About this exercise: Can you reproduce the stretch of the talk summaries from "No-Compromise Data Apps: Why" through "prototype with Streamlit.", word for word?

Document text:
· · ·

Tori also delved into methods for developing RAG-LLM systems including: using LangGraph for tracing; using MLFLow or RAGAs for storing different experiments in system tuning such as different chinking or embedding strategies. The presentation also suggested some methods for testing output performance such as similarity metrics for repetitions of the same query and BLEU and ROUGE NLP metrics. An excellent and engaging talk with a lot of food for thought. Tori also has a blog.

My Real-Time Intelligence Journey: From Power BI Data Visualization to Streaming Data – Valerie Junk

An entertaining talks about some of the perils and pitfalls that you can face when trying to integrate real time data with PowerBI. Explained why real time dashboards may wish to make some compromises on the data presented and use an approach like Fabric Real Time Dashboards and KQL (Kusto Query Language) rather than PowerBI and DAX.

Valerie introduced a few useful pointers for those starting with real time dashboards such as training available from Microsoft, Fabric’s three built in streaming data sources, and a neat gamified tutorial to gain experience with KQL. Also highlighted was the differing use case for real time data as compared to more conventional reports and the importance of contextual highlighting to help users identify anomalies.

Crafting LLM Applications: Design, Build, and Evaluate – Shubhangi Goyal

A quick overview of some considerations when designing LLM based systems, including the reasons to use an LLM compared to another method, how to improve responses with prompt engineering such as few shot examples, chain of thought reasoning, RAG, and CAG. Also mentioned was the ability to use Azure Prompt Flow to help in model evaluation. Quite a lot packed into a short presentation slot.

No-Compromise Data Apps: Why Streamlit is the Missing Piece in Your Analytics Stack – Barry Smart

Barry gave a fascinating talk on how to use Streamlit for rapid prototyping of everything from data visualisation, to data validation, to data modelling; and even front ends for LLM models (as I have previously detailed myself). This included a number of really impressive fast demos, using UV for Python environments and VSCode with Demo Time to run the demos. This showed vividly how to rapid prototype with Streamlit.

The dataframe handling demonstration showed the use of st.dataframe, st.data _editor and st.plotly_chart. Data validation made use of st.fill_uploader and Pandera for data checks. The use of @st.cache_data and st.session_state to carry data across the restart of a Streamlit app when its inputs change were also demonstrated. Presentation options such as st.columns, st.spinner and st.expander were also shown. Combine this with demonstrating conversion of a Jupyter notebook to a Streamlit app and it was quite the whirlwind tour!

Luckily Barry and the other folk at Endjin have an online article on Streamlit to delve into at leisure, and another one about how to containerise it.

Your first SQL Database implementation in Microsoft Fabric – Kamil Nowinski

This presentation focussed on how moving a SQL database into Azure can allow for a more flexible “Translytical” approach to your data. The public preview of SQL Database in Microsoft Fabric was demonstrated. Synching database schema to Azure DevOps or Github using DACPAC was also demonstrated. Thus the presentation was largely a tech demo, but an interesting one and the inclusion of SQL into Fabric will doubtless be a welcome addition. The slides that accompanies the demo can be found on Kamil’s Github.

Apache Flink 101: Build a Real-time Data Stream Processing Pipeline with Apache Flink – Daren Wong

An interesting talk about Apache Flink and how it fills a niche. Lightweight real time processing is provided by Apache Kafka Streams. Heavy weight real time processing like Spark Structured Streaming sits at the other end. In between is Flink. Alongside a use case comparison, Daren included a couple of demos of Flink’s capabilities such as anomaly detection, window averages, data joins, and count aggregation.

Overall I got the impression that Flink serves a fairly specific role. Its sources and sinks overlap heavily with those for Kafka and Spark. As such many applications will be better served by Kafka Streams or Spark, but it is always interesting to gain awareness of alternatives.

· · ·

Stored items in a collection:
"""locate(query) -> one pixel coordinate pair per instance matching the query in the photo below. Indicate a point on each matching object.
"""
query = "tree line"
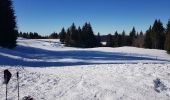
(156, 37)
(31, 35)
(79, 37)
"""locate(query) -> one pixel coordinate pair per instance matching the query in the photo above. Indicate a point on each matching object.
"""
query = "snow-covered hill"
(50, 71)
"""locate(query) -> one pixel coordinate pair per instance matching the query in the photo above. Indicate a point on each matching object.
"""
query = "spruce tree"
(148, 38)
(116, 44)
(167, 42)
(132, 36)
(123, 38)
(158, 35)
(110, 41)
(62, 35)
(8, 28)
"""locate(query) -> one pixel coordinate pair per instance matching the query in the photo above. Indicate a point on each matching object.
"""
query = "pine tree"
(148, 38)
(132, 36)
(158, 35)
(67, 39)
(123, 39)
(74, 35)
(139, 41)
(88, 37)
(116, 36)
(110, 41)
(8, 28)
(62, 35)
(167, 42)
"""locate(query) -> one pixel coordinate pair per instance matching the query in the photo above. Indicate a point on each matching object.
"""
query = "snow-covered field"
(50, 71)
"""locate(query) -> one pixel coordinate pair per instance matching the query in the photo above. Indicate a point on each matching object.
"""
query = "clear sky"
(106, 16)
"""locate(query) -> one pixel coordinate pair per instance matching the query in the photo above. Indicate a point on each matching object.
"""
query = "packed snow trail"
(50, 71)
(91, 82)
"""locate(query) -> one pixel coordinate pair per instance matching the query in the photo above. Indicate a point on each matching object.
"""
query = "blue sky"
(106, 16)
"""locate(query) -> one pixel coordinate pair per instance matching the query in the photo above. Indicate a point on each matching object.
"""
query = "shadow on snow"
(41, 57)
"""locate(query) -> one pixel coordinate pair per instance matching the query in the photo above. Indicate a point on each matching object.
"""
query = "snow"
(50, 71)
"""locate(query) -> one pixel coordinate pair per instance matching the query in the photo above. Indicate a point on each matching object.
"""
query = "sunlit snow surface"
(51, 71)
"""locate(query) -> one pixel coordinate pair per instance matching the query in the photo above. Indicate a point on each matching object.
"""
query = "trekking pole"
(7, 77)
(18, 83)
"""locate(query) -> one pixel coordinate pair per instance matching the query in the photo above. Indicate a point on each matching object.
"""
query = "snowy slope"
(49, 53)
(51, 71)
(93, 82)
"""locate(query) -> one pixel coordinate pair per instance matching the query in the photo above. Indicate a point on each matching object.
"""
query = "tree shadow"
(36, 57)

· · ·

Final answer:
No-Compromise Data Apps: Why Streamlit is the Missing Piece in Your Analytics Stack – Barry Smart

Barry gave a fascinating talk on how to use Streamlit for rapid prototyping of everything from data visualisation, to data validation, to data modelling; and even front ends for LLM models (as I have previously detailed myself). This included a number of really impressive fast demos, using UV for Python environments and VSCode with Demo Time to run the demos. This showed vividly how to rapid prototype with Streamlit.